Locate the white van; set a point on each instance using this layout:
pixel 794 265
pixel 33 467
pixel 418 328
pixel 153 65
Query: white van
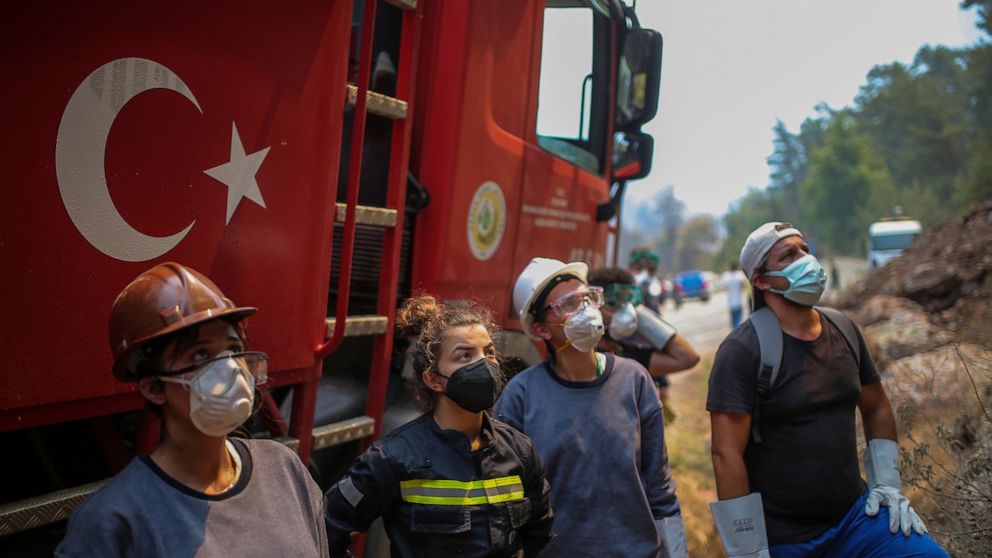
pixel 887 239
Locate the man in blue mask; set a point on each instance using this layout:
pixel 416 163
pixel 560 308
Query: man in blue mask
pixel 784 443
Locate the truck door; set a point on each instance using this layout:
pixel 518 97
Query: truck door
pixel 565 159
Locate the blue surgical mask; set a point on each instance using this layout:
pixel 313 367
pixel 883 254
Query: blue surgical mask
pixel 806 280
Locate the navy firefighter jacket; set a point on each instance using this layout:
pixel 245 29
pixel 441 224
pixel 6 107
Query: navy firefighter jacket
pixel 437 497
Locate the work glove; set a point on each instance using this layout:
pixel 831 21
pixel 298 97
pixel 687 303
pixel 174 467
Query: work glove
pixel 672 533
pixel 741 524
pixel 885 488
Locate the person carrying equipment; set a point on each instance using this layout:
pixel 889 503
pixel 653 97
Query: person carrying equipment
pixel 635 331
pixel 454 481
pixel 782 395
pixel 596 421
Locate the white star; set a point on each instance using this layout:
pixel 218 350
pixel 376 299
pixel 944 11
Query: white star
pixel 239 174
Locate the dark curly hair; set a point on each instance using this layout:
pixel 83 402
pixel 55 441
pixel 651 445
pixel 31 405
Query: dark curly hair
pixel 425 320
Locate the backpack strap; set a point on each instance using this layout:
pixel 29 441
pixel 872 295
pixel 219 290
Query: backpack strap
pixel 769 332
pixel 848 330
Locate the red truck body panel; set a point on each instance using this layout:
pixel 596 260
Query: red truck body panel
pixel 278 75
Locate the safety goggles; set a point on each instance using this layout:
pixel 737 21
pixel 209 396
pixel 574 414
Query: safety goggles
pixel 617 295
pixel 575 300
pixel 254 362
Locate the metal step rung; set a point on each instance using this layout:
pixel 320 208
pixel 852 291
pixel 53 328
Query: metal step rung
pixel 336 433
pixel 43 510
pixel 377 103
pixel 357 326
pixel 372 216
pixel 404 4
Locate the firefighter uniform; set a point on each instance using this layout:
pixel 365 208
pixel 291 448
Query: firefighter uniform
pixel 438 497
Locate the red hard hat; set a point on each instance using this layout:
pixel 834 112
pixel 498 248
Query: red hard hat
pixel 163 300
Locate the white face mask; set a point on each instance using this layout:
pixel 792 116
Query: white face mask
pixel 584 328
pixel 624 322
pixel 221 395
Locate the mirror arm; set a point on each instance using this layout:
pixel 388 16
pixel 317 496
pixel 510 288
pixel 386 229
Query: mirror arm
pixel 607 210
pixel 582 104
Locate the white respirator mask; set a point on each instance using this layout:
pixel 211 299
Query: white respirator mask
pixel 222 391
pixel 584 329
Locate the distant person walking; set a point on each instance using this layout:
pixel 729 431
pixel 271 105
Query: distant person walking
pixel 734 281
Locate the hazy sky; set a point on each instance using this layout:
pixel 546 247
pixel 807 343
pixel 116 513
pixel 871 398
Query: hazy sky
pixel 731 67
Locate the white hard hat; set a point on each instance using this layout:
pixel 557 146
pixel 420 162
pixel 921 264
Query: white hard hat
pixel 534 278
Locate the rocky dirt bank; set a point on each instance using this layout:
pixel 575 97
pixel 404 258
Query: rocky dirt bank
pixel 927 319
--------
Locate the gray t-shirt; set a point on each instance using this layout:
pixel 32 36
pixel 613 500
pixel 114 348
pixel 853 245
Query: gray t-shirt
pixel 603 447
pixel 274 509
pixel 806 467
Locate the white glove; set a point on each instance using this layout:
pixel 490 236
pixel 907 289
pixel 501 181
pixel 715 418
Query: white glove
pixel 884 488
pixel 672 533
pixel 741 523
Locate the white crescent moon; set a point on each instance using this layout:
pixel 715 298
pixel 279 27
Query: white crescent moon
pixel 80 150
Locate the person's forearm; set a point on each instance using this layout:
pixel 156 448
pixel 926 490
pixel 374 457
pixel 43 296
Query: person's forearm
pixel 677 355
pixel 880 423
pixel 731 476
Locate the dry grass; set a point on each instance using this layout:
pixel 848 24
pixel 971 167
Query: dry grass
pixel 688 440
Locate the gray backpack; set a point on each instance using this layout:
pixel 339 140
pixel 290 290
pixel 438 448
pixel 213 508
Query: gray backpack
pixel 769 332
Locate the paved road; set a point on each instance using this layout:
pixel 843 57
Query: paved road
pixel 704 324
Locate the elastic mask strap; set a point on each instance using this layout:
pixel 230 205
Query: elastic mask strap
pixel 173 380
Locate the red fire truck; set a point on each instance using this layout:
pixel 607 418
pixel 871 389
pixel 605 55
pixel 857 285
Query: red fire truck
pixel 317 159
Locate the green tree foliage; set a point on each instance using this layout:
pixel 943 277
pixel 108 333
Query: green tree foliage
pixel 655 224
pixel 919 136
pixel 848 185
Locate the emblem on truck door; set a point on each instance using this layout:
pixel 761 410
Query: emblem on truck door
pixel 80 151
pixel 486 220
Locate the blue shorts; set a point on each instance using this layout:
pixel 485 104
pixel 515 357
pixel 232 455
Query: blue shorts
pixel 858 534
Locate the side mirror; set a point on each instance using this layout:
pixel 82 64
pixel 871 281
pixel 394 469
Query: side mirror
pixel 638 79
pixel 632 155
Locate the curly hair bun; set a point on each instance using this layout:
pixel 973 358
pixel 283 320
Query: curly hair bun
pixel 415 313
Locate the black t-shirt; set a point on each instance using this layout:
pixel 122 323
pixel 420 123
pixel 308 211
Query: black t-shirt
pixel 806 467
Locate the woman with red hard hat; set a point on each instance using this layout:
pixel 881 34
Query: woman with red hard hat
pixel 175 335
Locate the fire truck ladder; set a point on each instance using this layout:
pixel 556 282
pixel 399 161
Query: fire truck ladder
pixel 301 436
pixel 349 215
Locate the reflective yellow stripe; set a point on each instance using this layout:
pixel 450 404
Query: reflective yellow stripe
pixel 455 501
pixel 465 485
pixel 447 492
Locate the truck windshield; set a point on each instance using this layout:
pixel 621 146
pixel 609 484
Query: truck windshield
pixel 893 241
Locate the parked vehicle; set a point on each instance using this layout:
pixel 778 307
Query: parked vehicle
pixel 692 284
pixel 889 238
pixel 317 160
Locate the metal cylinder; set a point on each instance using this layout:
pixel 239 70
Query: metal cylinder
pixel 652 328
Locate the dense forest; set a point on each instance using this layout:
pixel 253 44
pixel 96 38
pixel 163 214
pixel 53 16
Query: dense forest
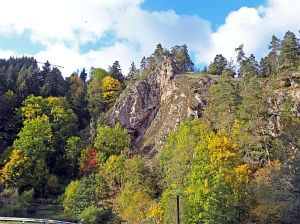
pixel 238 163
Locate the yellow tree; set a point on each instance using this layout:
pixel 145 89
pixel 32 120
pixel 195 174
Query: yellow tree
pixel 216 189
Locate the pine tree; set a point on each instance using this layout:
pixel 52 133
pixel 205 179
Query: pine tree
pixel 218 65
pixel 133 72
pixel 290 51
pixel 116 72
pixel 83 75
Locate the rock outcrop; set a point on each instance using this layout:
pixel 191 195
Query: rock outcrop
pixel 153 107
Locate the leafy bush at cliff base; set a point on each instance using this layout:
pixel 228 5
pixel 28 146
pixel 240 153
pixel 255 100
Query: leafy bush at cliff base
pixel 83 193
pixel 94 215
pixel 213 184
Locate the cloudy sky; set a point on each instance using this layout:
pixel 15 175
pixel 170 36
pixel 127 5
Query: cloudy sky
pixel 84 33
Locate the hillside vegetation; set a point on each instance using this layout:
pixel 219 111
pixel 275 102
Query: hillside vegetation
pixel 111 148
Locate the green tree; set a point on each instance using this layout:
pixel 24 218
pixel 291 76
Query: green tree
--------
Required task |
Could you rewrite the data from the line that contains "Locate the metal cylinder;" through the line that contains "pixel 83 75", changing "yellow tree" to "golden tree" and keeping everything else the same? Leave the pictures out.

Written answer |
Locate the metal cylinder; set a point on each instance using this layout:
pixel 239 70
Query: metal cylinder
pixel 652 328
Locate the dense forest; set a point on each instance using this layout:
pixel 253 44
pixel 96 38
pixel 163 214
pixel 53 16
Query: dense forest
pixel 238 163
Locate the golden tree; set a point on each instance using this layout:
pixel 145 89
pixel 32 120
pixel 195 174
Query: golden tree
pixel 216 189
Locate the pine tree; set a point on each instance using this layout:
pixel 52 133
pixel 205 179
Query: pine tree
pixel 218 65
pixel 133 72
pixel 290 51
pixel 116 72
pixel 83 75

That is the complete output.